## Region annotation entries

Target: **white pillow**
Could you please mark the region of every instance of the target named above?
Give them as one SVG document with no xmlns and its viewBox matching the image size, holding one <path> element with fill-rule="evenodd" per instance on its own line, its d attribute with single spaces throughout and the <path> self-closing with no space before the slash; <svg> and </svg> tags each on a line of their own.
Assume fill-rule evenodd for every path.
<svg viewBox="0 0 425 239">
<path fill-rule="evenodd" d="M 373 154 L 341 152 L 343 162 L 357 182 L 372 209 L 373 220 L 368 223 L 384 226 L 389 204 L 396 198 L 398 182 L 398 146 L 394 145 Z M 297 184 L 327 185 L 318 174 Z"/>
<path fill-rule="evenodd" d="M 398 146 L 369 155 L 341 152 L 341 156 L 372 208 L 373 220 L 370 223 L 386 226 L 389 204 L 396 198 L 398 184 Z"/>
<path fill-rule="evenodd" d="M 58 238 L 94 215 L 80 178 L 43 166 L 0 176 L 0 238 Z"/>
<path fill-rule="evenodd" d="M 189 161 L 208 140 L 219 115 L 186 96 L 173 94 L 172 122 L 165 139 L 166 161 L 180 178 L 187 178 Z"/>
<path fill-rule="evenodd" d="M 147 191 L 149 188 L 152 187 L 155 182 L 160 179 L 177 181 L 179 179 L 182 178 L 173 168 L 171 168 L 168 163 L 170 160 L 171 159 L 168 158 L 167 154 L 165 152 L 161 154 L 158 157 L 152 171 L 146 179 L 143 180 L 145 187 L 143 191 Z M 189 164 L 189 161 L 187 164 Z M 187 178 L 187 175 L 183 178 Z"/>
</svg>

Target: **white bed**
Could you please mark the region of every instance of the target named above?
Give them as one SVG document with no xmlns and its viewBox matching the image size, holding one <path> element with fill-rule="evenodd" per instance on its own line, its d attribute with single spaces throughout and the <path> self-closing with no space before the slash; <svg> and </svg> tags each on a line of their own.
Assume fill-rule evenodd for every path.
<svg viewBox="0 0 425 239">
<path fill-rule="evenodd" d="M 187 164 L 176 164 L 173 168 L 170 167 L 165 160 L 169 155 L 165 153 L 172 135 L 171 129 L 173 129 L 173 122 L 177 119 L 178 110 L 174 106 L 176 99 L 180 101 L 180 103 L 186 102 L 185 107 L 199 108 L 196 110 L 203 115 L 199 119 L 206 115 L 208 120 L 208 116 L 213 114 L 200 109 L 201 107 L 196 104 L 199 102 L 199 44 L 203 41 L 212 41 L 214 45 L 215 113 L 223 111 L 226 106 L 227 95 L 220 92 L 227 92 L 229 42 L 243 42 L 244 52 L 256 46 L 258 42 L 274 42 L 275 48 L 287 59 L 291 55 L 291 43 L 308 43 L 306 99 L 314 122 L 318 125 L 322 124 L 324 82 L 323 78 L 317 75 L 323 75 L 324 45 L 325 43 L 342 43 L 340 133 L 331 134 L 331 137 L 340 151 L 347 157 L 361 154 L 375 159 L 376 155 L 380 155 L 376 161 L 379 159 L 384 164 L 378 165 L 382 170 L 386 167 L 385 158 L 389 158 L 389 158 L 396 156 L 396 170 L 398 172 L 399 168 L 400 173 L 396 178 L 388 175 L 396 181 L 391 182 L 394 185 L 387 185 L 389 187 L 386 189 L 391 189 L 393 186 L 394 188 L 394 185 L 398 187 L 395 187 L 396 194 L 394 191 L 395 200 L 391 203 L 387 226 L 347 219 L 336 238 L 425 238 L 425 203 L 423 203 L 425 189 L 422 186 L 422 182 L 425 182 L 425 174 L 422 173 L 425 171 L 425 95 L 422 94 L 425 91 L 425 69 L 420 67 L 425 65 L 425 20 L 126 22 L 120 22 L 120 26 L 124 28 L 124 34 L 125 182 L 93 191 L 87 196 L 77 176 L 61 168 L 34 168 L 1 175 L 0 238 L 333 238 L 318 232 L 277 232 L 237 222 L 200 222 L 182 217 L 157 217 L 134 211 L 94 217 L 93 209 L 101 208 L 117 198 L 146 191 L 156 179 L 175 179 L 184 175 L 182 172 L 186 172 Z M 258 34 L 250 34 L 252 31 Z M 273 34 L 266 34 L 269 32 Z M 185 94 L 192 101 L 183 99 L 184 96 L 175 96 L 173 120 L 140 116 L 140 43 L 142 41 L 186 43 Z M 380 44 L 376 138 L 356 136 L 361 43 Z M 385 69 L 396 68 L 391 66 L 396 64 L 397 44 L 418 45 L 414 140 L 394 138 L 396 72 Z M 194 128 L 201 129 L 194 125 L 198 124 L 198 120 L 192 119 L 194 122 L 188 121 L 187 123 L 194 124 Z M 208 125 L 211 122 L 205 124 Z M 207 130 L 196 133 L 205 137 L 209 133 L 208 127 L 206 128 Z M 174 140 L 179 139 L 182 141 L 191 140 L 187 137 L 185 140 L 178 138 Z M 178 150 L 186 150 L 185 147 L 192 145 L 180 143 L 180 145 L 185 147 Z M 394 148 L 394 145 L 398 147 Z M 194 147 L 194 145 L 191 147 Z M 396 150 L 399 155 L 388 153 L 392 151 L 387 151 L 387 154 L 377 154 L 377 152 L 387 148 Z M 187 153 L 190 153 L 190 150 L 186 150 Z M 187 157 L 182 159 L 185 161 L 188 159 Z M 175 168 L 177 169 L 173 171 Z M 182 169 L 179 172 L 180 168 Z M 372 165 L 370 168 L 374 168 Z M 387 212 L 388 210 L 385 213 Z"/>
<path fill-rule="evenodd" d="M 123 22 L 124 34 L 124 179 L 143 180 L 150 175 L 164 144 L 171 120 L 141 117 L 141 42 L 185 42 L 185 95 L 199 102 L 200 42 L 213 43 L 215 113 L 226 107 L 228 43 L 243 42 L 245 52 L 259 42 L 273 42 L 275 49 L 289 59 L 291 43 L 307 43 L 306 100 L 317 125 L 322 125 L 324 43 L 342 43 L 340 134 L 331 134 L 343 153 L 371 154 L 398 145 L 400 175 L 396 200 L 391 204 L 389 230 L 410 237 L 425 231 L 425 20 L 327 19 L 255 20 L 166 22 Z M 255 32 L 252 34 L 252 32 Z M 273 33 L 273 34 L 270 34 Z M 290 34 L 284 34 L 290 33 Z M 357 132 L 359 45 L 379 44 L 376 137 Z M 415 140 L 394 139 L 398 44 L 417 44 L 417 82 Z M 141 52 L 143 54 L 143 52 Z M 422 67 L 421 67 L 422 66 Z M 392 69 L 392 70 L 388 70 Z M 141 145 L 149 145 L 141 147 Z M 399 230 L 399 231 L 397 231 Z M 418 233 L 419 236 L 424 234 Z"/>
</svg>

## Task goal
Copy out every line of the entries above without changing anything.

## Solved exercise
Target: **white pillow**
Could you please mark the region of every instance of the target named above?
Give them as one SVG document with no xmlns and its viewBox matching the image size, holding one <path> element with fill-rule="evenodd" per instance on its own line, its d attribute with single spaces throughout and the <path> self-closing with no space before the slash; <svg> and </svg> tags each on a line of their own.
Assume fill-rule evenodd for every path.
<svg viewBox="0 0 425 239">
<path fill-rule="evenodd" d="M 373 154 L 341 152 L 343 162 L 357 182 L 372 209 L 373 220 L 368 223 L 384 226 L 389 204 L 396 198 L 398 182 L 398 146 L 394 145 Z M 297 184 L 327 185 L 318 174 Z"/>
<path fill-rule="evenodd" d="M 398 146 L 369 155 L 341 152 L 341 156 L 372 208 L 373 220 L 370 223 L 386 226 L 389 204 L 396 198 L 398 184 Z"/>
<path fill-rule="evenodd" d="M 58 238 L 94 215 L 80 178 L 43 166 L 0 176 L 0 238 Z"/>
<path fill-rule="evenodd" d="M 189 161 L 208 140 L 219 115 L 186 96 L 173 94 L 172 122 L 165 139 L 166 161 L 180 178 L 187 178 Z"/>
<path fill-rule="evenodd" d="M 147 191 L 149 188 L 152 187 L 155 182 L 160 179 L 177 181 L 179 179 L 182 178 L 173 168 L 171 168 L 168 163 L 170 160 L 171 159 L 168 158 L 167 154 L 165 152 L 161 154 L 158 157 L 152 171 L 146 179 L 143 180 L 145 187 L 143 191 Z M 189 164 L 189 161 L 187 164 Z M 187 178 L 187 175 L 183 178 Z"/>
</svg>

Target: **white bed**
Could you please mark the region of every instance of the target named above?
Give them as one SVG document with no xmlns and its viewBox matching the image size, holding one <path> element with fill-rule="evenodd" per instance on its own line, its d attribute with single spaces throughout and the <path> self-closing with no space before the slash; <svg> and </svg> tags each on a line of their own.
Assume fill-rule evenodd for every path.
<svg viewBox="0 0 425 239">
<path fill-rule="evenodd" d="M 187 164 L 176 164 L 173 168 L 170 167 L 165 160 L 169 155 L 165 153 L 172 135 L 171 129 L 173 129 L 173 122 L 177 119 L 178 110 L 174 106 L 176 99 L 180 101 L 180 103 L 186 102 L 185 107 L 199 108 L 196 110 L 203 115 L 199 119 L 206 115 L 208 120 L 208 116 L 213 114 L 200 109 L 201 107 L 196 104 L 199 102 L 199 44 L 203 41 L 212 41 L 214 45 L 215 113 L 223 111 L 226 106 L 227 95 L 220 92 L 227 92 L 229 42 L 243 42 L 244 52 L 256 46 L 258 42 L 274 42 L 275 48 L 287 59 L 291 55 L 291 43 L 308 43 L 306 99 L 314 122 L 318 125 L 322 124 L 324 82 L 323 78 L 317 75 L 323 75 L 324 45 L 325 43 L 342 43 L 340 133 L 331 134 L 331 137 L 340 151 L 347 157 L 361 154 L 375 159 L 376 155 L 380 155 L 376 161 L 379 159 L 384 164 L 378 165 L 382 170 L 386 167 L 385 158 L 389 158 L 389 158 L 396 156 L 396 170 L 398 172 L 399 168 L 400 173 L 396 178 L 388 175 L 396 181 L 391 182 L 394 185 L 387 185 L 389 187 L 386 189 L 391 189 L 393 186 L 394 188 L 394 185 L 398 187 L 395 187 L 396 194 L 394 191 L 395 200 L 391 203 L 387 226 L 347 219 L 336 238 L 425 238 L 425 203 L 423 203 L 425 189 L 422 186 L 422 182 L 425 182 L 425 174 L 422 173 L 425 171 L 425 95 L 422 94 L 425 91 L 425 69 L 420 67 L 425 65 L 425 20 L 126 22 L 120 22 L 120 26 L 124 28 L 124 34 L 125 182 L 93 191 L 87 196 L 77 176 L 61 168 L 34 168 L 1 175 L 0 238 L 333 238 L 318 232 L 277 232 L 237 222 L 200 222 L 182 217 L 157 217 L 134 211 L 94 217 L 93 209 L 101 208 L 117 198 L 146 191 L 156 179 L 175 179 L 184 175 L 182 172 L 186 172 Z M 258 34 L 250 34 L 252 31 Z M 273 34 L 266 34 L 269 32 Z M 185 94 L 192 101 L 183 99 L 184 96 L 175 96 L 173 120 L 140 116 L 140 43 L 142 41 L 186 43 Z M 380 44 L 376 138 L 356 136 L 361 43 Z M 385 69 L 396 68 L 391 66 L 396 64 L 397 44 L 418 45 L 414 140 L 394 138 L 396 72 Z M 194 128 L 201 129 L 194 125 L 198 124 L 198 120 L 192 119 L 194 122 L 188 121 L 187 123 L 194 124 Z M 208 125 L 211 122 L 205 124 Z M 207 130 L 196 133 L 205 137 L 209 133 L 208 127 L 206 128 Z M 174 140 L 179 139 L 182 141 L 191 140 L 187 137 L 185 140 L 178 138 Z M 178 150 L 186 150 L 185 147 L 192 145 L 180 143 L 180 145 L 185 147 Z M 394 148 L 394 145 L 398 147 Z M 194 147 L 194 145 L 191 147 Z M 396 150 L 399 155 L 388 153 L 392 151 L 387 151 L 387 154 L 377 154 L 377 152 L 387 148 Z M 187 153 L 190 153 L 190 150 L 186 150 Z M 187 157 L 182 159 L 185 161 L 188 159 Z M 175 168 L 177 169 L 173 171 Z M 182 169 L 179 172 L 180 168 Z M 372 165 L 370 168 L 374 168 Z M 387 212 L 388 210 L 385 213 Z"/>
<path fill-rule="evenodd" d="M 123 22 L 124 34 L 124 179 L 143 180 L 150 175 L 164 144 L 171 120 L 141 117 L 141 42 L 185 42 L 185 95 L 199 102 L 200 42 L 213 43 L 215 113 L 226 107 L 228 43 L 243 42 L 245 52 L 259 42 L 273 42 L 275 49 L 289 59 L 291 43 L 307 43 L 306 100 L 317 125 L 322 125 L 324 43 L 342 43 L 340 134 L 331 134 L 343 153 L 371 154 L 398 145 L 400 175 L 396 200 L 391 204 L 389 230 L 410 237 L 425 231 L 425 20 L 327 19 L 255 20 L 166 22 Z M 255 32 L 252 34 L 252 32 Z M 273 33 L 273 34 L 270 34 Z M 290 34 L 284 34 L 290 33 Z M 357 132 L 359 45 L 379 44 L 376 137 Z M 415 140 L 394 139 L 398 44 L 417 44 L 417 82 Z M 141 52 L 143 54 L 143 52 Z M 422 67 L 421 67 L 422 66 Z M 392 69 L 392 70 L 388 70 Z M 141 145 L 149 145 L 141 147 Z M 399 230 L 399 231 L 397 231 Z M 418 233 L 419 236 L 424 234 Z"/>
</svg>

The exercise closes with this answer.